Se pensate che il mondo dei videogame sia “roba da bambini”, è tempo di ricredersi: nel 2020, il fatturato dell’industria dei videogiochi ha superato i 180 miliardi di dollari, quasi il doppio di quella del cinema. Una buona fetta di questi introiti arriva da videogiochi come Fortnite e soci, che i gamer chiamano “Battleroyale”. Un successo gigantesco: oltre 500 milioni di giocatori sono registrati in Fortnite, e spesso sui suoi server giocano oltre 70 milioni di persone contemporaneamente.
Partiamo dal nome: si chiamano “Battleroyale” perché fanno riferimento al film giapponese omonimo, uscito nel 2000. In questo film, un gruppo di 100 ragazzi colpevoli di aver infranto la legge viene portato su un’isola. Ognuno ha un equipaggiamento base – una mappa, qualche razione di cibo e un’arma scelta casualmente. Dopo sei giorni, l’unico sopravvissuto viene riportato a casa.

> [Compito 1] Secondo il brano, quanti giocatori sono registrati in Fortnite?
> [Compito 2] Elenca tutto ciò che compone l'equipaggiamento base dei ragazzi nel film descritto nel brano.
> [Compito 3] Ripeti alla lettera il passo del brano che va da "Se pensate che" fino a "di persone contemporaneamente." compreso.
Per rispondere usate soltanto il brano.

(Record da una raccolta)
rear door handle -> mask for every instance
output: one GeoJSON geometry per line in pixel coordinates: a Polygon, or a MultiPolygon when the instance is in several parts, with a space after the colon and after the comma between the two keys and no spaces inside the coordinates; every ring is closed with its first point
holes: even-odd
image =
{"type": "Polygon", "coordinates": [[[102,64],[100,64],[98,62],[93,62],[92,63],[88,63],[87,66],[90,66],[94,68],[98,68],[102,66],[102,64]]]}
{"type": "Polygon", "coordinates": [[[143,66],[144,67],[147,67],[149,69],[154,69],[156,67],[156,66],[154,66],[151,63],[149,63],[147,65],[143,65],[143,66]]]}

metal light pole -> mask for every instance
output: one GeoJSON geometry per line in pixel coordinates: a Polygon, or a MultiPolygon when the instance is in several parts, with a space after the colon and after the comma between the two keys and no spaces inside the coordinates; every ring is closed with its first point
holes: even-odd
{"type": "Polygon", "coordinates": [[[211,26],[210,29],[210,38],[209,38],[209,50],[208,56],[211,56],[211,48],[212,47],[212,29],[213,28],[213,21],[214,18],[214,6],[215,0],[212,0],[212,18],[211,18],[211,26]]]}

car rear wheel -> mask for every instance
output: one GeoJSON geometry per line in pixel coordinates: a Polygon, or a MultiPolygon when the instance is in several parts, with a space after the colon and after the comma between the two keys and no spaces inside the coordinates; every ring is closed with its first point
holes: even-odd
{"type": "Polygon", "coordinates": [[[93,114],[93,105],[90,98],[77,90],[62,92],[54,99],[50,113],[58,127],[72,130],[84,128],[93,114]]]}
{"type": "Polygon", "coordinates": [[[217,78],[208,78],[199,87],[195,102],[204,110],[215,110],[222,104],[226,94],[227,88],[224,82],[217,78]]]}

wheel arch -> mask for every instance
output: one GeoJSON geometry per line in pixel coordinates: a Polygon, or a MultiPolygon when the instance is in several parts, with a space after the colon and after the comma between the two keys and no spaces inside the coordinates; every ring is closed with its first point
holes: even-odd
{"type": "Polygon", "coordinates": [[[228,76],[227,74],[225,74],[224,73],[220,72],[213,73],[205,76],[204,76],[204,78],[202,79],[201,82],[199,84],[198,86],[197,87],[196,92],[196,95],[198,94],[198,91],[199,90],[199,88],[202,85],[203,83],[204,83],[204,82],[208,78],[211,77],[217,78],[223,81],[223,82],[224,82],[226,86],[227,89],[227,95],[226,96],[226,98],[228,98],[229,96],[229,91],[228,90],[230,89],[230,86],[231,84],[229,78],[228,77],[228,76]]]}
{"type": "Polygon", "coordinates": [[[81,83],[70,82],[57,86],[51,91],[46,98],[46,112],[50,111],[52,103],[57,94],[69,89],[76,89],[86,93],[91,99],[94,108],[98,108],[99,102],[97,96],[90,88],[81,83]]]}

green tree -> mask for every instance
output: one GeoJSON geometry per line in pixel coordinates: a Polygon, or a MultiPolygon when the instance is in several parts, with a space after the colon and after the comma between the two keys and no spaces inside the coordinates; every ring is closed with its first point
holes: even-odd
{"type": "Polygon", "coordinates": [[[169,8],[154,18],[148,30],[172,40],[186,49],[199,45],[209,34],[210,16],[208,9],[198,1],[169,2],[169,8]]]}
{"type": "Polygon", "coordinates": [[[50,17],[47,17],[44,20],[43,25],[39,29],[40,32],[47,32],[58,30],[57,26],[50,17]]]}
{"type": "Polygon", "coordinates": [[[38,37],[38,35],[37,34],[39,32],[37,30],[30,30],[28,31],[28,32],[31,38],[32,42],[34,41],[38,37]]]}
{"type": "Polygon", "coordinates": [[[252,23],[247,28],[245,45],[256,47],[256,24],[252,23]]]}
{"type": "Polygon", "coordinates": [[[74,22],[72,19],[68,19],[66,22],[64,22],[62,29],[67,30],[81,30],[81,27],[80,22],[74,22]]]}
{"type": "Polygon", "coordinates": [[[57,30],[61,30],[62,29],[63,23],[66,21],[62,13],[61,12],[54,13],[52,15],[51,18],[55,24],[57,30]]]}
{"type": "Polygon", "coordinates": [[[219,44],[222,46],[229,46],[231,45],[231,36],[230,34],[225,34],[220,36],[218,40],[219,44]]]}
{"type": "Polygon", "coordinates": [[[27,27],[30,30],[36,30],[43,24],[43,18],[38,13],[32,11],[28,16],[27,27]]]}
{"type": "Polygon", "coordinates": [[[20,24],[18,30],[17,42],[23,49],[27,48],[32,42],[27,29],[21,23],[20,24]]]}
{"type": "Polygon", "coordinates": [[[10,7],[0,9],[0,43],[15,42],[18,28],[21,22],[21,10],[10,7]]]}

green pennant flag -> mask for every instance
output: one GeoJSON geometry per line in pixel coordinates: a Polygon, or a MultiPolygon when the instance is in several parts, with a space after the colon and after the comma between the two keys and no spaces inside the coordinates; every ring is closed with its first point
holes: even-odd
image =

> [Risposta corretta 1] Oltre 500 milioni.

> [Risposta corretta 2] Una mappa, qualche razione di cibo, un'arma scelta casualmente.

> [Risposta corretta 3]
Se pensate che il mondo dei videogame sia “roba da bambini”, è tempo di ricredersi: nel 2020, il fatturato dell’industria dei videogiochi ha superato i 180 miliardi di dollari, quasi il doppio di quella del cinema. Una buona fetta di questi introiti arriva da videogiochi come Fortnite e soci, che i gamer chiamano “Battleroyale”. Un successo gigantesco: oltre 500 milioni di giocatori sono registrati in Fortnite, e spesso sui suoi server giocano oltre 70 milioni di persone contemporaneamente.